- Work to do:
Please convert the listing below into a Markdown table with the columns Row and Line, giving each line of the listing its own numbered row and leaving out blank lines.

↓↓↓

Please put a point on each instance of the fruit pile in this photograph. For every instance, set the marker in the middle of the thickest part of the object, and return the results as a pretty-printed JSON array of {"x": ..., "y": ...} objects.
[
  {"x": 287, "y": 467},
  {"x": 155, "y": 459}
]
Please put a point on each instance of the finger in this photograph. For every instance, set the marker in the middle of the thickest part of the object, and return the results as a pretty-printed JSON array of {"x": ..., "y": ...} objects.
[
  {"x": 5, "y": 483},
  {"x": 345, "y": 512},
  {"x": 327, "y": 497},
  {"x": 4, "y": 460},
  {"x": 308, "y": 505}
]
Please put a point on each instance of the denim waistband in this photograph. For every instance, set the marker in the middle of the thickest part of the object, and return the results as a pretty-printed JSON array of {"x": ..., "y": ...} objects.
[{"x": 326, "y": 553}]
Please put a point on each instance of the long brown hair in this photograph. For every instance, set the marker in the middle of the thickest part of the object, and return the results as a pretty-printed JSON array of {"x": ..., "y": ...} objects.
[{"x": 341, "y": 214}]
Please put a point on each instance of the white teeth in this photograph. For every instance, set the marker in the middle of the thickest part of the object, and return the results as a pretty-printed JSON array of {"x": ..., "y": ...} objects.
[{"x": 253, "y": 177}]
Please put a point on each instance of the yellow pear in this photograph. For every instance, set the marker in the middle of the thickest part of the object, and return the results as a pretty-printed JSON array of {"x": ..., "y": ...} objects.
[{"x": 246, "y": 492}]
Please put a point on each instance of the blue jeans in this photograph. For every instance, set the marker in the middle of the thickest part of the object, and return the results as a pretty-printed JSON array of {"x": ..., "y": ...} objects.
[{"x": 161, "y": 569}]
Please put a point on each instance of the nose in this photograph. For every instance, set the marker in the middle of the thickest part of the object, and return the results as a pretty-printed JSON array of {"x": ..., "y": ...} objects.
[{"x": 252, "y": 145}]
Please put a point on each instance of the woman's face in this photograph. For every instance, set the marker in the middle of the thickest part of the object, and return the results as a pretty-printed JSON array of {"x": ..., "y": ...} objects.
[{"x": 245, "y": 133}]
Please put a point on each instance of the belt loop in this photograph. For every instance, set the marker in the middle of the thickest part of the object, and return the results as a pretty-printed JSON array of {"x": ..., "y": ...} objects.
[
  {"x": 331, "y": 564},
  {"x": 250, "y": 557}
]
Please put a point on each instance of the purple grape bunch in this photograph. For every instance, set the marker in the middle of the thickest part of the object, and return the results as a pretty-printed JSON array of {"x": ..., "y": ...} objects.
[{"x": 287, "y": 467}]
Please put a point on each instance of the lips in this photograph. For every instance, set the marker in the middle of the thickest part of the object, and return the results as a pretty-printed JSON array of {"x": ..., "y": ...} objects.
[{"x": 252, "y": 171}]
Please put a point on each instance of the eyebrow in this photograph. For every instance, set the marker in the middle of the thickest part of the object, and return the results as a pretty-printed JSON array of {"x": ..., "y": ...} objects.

↑↑↑

- Worked solution:
| Row | Line |
|---|---|
| 1 | Please put a point on each instance of the fruit pile in this photograph. For every instance, set the marker in the middle of the thickest part of the object, and return the results as a pretty-printed JSON array of {"x": ..., "y": ...} objects. |
| 2 | [ |
| 3 |   {"x": 287, "y": 467}, |
| 4 |   {"x": 155, "y": 459} |
| 5 | ] |
| 6 | Please put a point on each instance of the finger in this photograph. For every instance, set the marker in the middle of the thickest part of the object, and return the results as a pretty-printed JSON array of {"x": ..., "y": ...} objects. |
| 7 | [ |
| 8 |   {"x": 5, "y": 483}, |
| 9 |   {"x": 345, "y": 512}, |
| 10 |   {"x": 327, "y": 497}, |
| 11 |   {"x": 4, "y": 460}, |
| 12 |   {"x": 308, "y": 505} |
| 13 | ] |
| 14 | Please put a point on each instance of the denim waistband in this photograph. For every instance, set the marker in the middle of the thickest part of the object, and return the results as a pretty-printed JSON array of {"x": ..., "y": ...} objects. |
| 15 | [{"x": 326, "y": 553}] |
| 16 | Please put a point on each instance of the long brown hair in this photograph. For every instance, set the marker in the middle of the thickest part of the object, and return the results as a pretty-printed JSON array of {"x": ..., "y": ...} objects. |
| 17 | [{"x": 341, "y": 214}] |
| 18 | Please put a point on each instance of the white teeth in this photograph. For every instance, set the marker in the middle of the thickest part of the object, and return the results as a pretty-printed JSON array of {"x": ..., "y": ...} objects. |
| 19 | [{"x": 253, "y": 177}] |
| 20 | Please put a point on each instance of the yellow pear in this photograph. For every instance, set the marker in the middle of the thickest part of the object, and return the results as a pretty-printed JSON array of {"x": ..., "y": ...} objects. |
| 21 | [{"x": 246, "y": 492}] |
| 22 | Please put a point on each instance of the blue jeans in this photograph. For every instance, set the marker in the middle of the thickest part of the object, and return the results as a pretty-printed JSON array of {"x": ..., "y": ...} objects. |
| 23 | [{"x": 161, "y": 569}] |
| 24 | Please put a point on each instance of the nose in this photograph. For every instance, set the marker in the middle of the thickest part of the object, and return the results as a pretty-printed JSON array of {"x": ..., "y": ...} objects. |
| 25 | [{"x": 252, "y": 145}] |
| 26 | Please put a point on each instance of the woman's face in this photograph. For every instance, set the marker in the middle of the thickest part of the object, and return the results as a pretty-printed JSON array of {"x": ..., "y": ...} objects. |
| 27 | [{"x": 245, "y": 133}] |
| 28 | Please put a point on each instance of the belt loop in this photograph. For every instance, set the marker in the middle of the thickest part of the object, and return the results as a pretty-printed JSON array of {"x": ..., "y": ...} objects. |
| 29 | [ |
| 30 |   {"x": 331, "y": 564}, |
| 31 |   {"x": 250, "y": 557} |
| 32 | ] |
| 33 | Please put a point on each instance of the purple grape bunch in this photograph. For every instance, set the marker in the middle of the thickest part of the object, and return the results as a pretty-printed JSON array of {"x": ..., "y": ...} objects. |
| 34 | [{"x": 287, "y": 467}] |
| 35 | Please put a point on each instance of the lips in this photograph. For every instance, set the marker in the middle of the thickest part of the object, and return the results as a pretty-printed JSON array of {"x": ..., "y": ...} objects. |
| 36 | [{"x": 252, "y": 171}] |
| 37 | Please put a point on each instance of the eyebrow in this photograph. For every instance, set the marker in the middle of the thickest part of the object, and return the results as a pretty-printed JSON array of {"x": ..., "y": ...} objects. |